[PROBLEMA BREVE]
Elenca, copiandole, tutte le righe dei record qui sotto che contengono la stringa "leaf". Maiuscole e minuscole contano.

(Righe di un dataset per l'indicazione di oggetti)
╔══
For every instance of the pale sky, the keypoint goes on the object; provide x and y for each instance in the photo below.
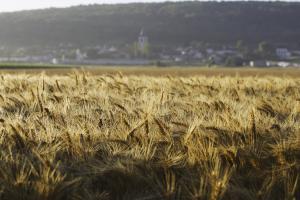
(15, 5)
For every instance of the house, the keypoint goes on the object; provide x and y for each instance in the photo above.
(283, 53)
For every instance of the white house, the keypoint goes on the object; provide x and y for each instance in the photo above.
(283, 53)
╚══
╔══
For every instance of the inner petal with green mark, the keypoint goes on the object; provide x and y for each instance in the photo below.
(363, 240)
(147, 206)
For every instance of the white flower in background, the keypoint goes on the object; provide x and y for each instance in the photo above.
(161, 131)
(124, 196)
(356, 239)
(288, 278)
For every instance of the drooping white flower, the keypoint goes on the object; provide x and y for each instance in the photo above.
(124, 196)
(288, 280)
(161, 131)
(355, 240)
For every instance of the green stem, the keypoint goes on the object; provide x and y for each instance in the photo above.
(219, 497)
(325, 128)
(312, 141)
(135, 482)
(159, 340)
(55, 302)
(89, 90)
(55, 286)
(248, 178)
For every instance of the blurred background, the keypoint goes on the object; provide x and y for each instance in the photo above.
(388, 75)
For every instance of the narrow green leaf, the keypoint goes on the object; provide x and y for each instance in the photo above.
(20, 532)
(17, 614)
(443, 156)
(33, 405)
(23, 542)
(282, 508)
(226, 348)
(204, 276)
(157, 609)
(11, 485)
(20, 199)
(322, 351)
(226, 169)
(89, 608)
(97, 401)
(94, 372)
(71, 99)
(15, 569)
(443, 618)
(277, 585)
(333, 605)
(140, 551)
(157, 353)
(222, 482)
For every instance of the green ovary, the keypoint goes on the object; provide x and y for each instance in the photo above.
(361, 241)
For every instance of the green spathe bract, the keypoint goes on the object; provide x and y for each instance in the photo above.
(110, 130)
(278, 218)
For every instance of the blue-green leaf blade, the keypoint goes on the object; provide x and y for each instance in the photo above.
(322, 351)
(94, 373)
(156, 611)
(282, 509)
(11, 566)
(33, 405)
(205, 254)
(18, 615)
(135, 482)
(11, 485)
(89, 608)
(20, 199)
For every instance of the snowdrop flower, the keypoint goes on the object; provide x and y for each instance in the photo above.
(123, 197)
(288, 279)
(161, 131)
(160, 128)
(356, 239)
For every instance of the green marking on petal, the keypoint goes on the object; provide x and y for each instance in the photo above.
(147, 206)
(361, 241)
╚══
[SOLUZIONE SCRITTA]
For every instance of the narrow green leaf, the keypoint goes on the object; provide x and y for each instance in the photo above.
For every instance of the blue-green leaf blade, the keypoint goes on the object; provide x and y for each instance in the photo above.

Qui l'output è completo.